• [Source text]:
####################

Spartanburg Water has eight wastewater treatment facilities with a combined 32 mgd capacity (about 14-15 mgd average flow). The largest is the A. Manning Lynch Wastewater Treatment Facility with 25 mgd design capacity and 11-12 mgd average flow.
The plant has a 10 million-gallon basin that can be used for temporary storage in a high-water surge. It is also connected to a large pump station that used to be a wastewater treatment plant and has additional basin capacity.
“We always manage to be able to move water around,” Jolley says. “Our other plants have enough basin capacity, too. It’s all about sustained capacity and handling peak loads. It takes work and a lot of focus, but it enables them to stay in compliance.”
Disinfection alternative
Spartanburg Water continuously looks for efficiencies and ways to reduce risk. The team is exploring the use of peracetic acid instead of UV light or chlorine for disinfection. Peracetic acid doesn’t leave residual sodium in the effluent the way chlorine disinfection does, and it requires less electricity than UV.
“In a couple of our plants, we’re looking at peracetic acid.” Jolley says. “It’s very environmentally friendly and takes little electricity to run. It’ll be a proving ground. It will show our ability to handle a different disinfection system.” Peracetic acid is being tested at a plant that has a UV system due for replacement. It is also being considered at a plant that uses chlorine disinfection.
“We tend to want to get away from using chlorine gas,” Jolley says. “We run chlorine gas at our main plant. We have large, 1-ton cylinders there. We want to take that risk out. In other plants, we use the liquid version, sodium hypochlorite. Then you have to dechlorinate with sodium bisulfide. There are more chemicals involved. It tends to be costly, too.”
Although peracetic acid has been embraced by the U.S. EPA as a wastewater disinfectant for only a few years and has been considered expensive, the cost has been dropping as the process is used in more places. “What kept people from using it in wastewater treatment was the expense,” Jolley says.
Conversion of a chlorine plant is not difficult because disinfection with peracetic acid requires less contact time: “If chlorine is taking 30 minutes, peracetic acid is taking close to 10,” Jolley says. On the other hand, if a UV plant is converted to peracetic acid, it’s likely more contact time will have to be built into the disinfection process. That’s a potential problem, but solving it might be worthwhile to achieve the savings from peracetic acid as the costs come down.
“It’s two to three times cheaper using peracetic acid compared to UV, and you don’t have the capital and operation and maintenance costs,” Jolley says.
Team effort
Whatever the disinfection method, the goal is to discharge water that is cleaner than the receiving stream. “I would wager we could go upstream from any of our outfalls and we could compare that sample to what’s coming out of our wastewater treatment plants, and our plants would far and above exceed the quality of water that’s in the river.”
That has even been true through some big rain events, when stormwater infiltration stresses the plant capacities and dilutes the influent, causing other problems. “You dilute what’s coming in, you have less food for the microorganisms,” Jolley says. “You have certain limits for TSS and BOD going out, and we have a percentage reduction we have to achieve.
“We have to keep our eyes on the ball, especially at some of the smaller plants. We have to make sure we’re doing the right things. It’s a team effort between all of the people. They pay perfect attention to what’s going on, and they are ready to react.”

####################

• [Your instructions]: Reproduce word for word everything in the wastewater article from "The plant has" down to "electricity than UV.". The lines after this point are separate material with no connection to the wastewater article.

####################

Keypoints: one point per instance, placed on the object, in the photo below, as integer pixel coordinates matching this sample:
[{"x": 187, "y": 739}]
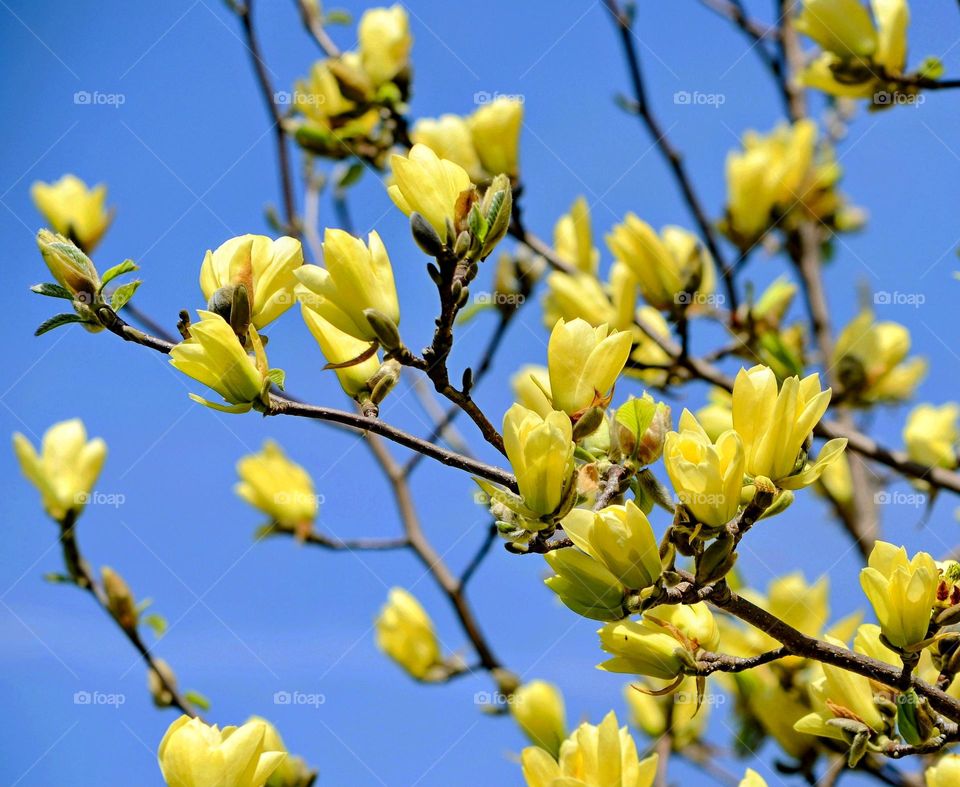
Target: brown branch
[
  {"x": 85, "y": 580},
  {"x": 244, "y": 11},
  {"x": 642, "y": 107}
]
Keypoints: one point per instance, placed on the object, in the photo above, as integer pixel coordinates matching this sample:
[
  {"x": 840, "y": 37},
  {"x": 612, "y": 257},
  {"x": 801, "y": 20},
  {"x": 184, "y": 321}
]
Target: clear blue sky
[{"x": 189, "y": 161}]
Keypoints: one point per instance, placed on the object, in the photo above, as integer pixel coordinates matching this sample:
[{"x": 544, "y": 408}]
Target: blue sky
[{"x": 189, "y": 160}]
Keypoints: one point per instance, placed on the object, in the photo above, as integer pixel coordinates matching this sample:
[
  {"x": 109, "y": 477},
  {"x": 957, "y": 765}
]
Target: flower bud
[{"x": 538, "y": 708}]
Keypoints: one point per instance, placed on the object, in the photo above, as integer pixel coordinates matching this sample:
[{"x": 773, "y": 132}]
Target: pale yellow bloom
[
  {"x": 73, "y": 209},
  {"x": 531, "y": 388},
  {"x": 843, "y": 27},
  {"x": 214, "y": 356},
  {"x": 706, "y": 475},
  {"x": 264, "y": 267},
  {"x": 945, "y": 773},
  {"x": 584, "y": 364},
  {"x": 385, "y": 42},
  {"x": 495, "y": 129},
  {"x": 540, "y": 451},
  {"x": 931, "y": 434},
  {"x": 339, "y": 347},
  {"x": 902, "y": 592},
  {"x": 619, "y": 537},
  {"x": 604, "y": 755},
  {"x": 538, "y": 709},
  {"x": 775, "y": 426},
  {"x": 870, "y": 360},
  {"x": 279, "y": 487},
  {"x": 752, "y": 779},
  {"x": 66, "y": 468},
  {"x": 428, "y": 185},
  {"x": 573, "y": 238},
  {"x": 405, "y": 633},
  {"x": 838, "y": 693},
  {"x": 676, "y": 712},
  {"x": 449, "y": 137},
  {"x": 356, "y": 278},
  {"x": 194, "y": 754},
  {"x": 584, "y": 585},
  {"x": 649, "y": 646},
  {"x": 665, "y": 266}
]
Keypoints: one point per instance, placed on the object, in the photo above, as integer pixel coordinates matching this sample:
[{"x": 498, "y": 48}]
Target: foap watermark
[
  {"x": 897, "y": 298},
  {"x": 499, "y": 299},
  {"x": 300, "y": 98},
  {"x": 884, "y": 98},
  {"x": 699, "y": 299},
  {"x": 482, "y": 97},
  {"x": 112, "y": 499},
  {"x": 94, "y": 98},
  {"x": 912, "y": 499},
  {"x": 108, "y": 699},
  {"x": 695, "y": 98},
  {"x": 302, "y": 698}
]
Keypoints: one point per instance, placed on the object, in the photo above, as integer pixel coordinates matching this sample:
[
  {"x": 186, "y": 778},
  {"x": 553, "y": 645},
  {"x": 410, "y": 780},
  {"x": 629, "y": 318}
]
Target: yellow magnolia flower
[
  {"x": 194, "y": 754},
  {"x": 278, "y": 487},
  {"x": 945, "y": 773},
  {"x": 428, "y": 185},
  {"x": 902, "y": 592},
  {"x": 293, "y": 771},
  {"x": 706, "y": 475},
  {"x": 931, "y": 434},
  {"x": 356, "y": 280},
  {"x": 73, "y": 209},
  {"x": 405, "y": 633},
  {"x": 573, "y": 238},
  {"x": 676, "y": 712},
  {"x": 716, "y": 417},
  {"x": 72, "y": 269},
  {"x": 449, "y": 137},
  {"x": 531, "y": 388},
  {"x": 839, "y": 26},
  {"x": 649, "y": 646},
  {"x": 752, "y": 779},
  {"x": 665, "y": 266},
  {"x": 214, "y": 356},
  {"x": 538, "y": 708},
  {"x": 775, "y": 426},
  {"x": 385, "y": 42},
  {"x": 264, "y": 267},
  {"x": 584, "y": 585},
  {"x": 495, "y": 130},
  {"x": 839, "y": 694},
  {"x": 619, "y": 537},
  {"x": 66, "y": 468},
  {"x": 604, "y": 754},
  {"x": 584, "y": 364},
  {"x": 540, "y": 451},
  {"x": 869, "y": 358},
  {"x": 340, "y": 348}
]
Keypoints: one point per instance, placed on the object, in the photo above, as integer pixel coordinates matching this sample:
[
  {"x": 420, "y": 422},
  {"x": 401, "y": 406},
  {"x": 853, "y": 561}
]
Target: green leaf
[
  {"x": 347, "y": 176},
  {"x": 122, "y": 294},
  {"x": 59, "y": 579},
  {"x": 56, "y": 321},
  {"x": 196, "y": 698},
  {"x": 52, "y": 290},
  {"x": 931, "y": 68},
  {"x": 118, "y": 270},
  {"x": 277, "y": 377},
  {"x": 337, "y": 16},
  {"x": 156, "y": 622}
]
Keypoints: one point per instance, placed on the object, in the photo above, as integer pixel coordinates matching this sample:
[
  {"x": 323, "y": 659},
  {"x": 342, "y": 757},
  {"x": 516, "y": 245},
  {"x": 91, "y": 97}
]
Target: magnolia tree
[{"x": 637, "y": 511}]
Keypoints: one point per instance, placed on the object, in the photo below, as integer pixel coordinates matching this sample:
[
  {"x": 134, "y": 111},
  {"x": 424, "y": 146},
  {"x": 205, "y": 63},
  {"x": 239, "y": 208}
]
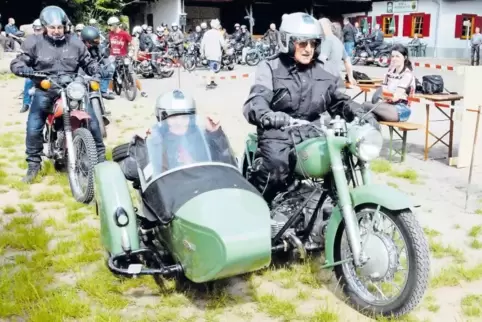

####################

• [Exercise answer]:
The plant has a 10 million-gallon basin that can be used for temporary storage in a high-water surge. It is also connected to a large pump station that used to be a wastewater treatment plant and has additional basin capacity.
“We always manage to be able to move water around,” Jolley says. “Our other plants have enough basin capacity, too. It’s all about sustained capacity and handling peak loads. It takes work and a lot of focus, but it enables them to stay in compliance.”
Disinfection alternative
Spartanburg Water continuously looks for efficiencies and ways to reduce risk. The team is exploring the use of peracetic acid instead of UV light or chlorine for disinfection. Peracetic acid doesn’t leave residual sodium in the effluent the way chlorine disinfection does, and it requires less electricity than UV.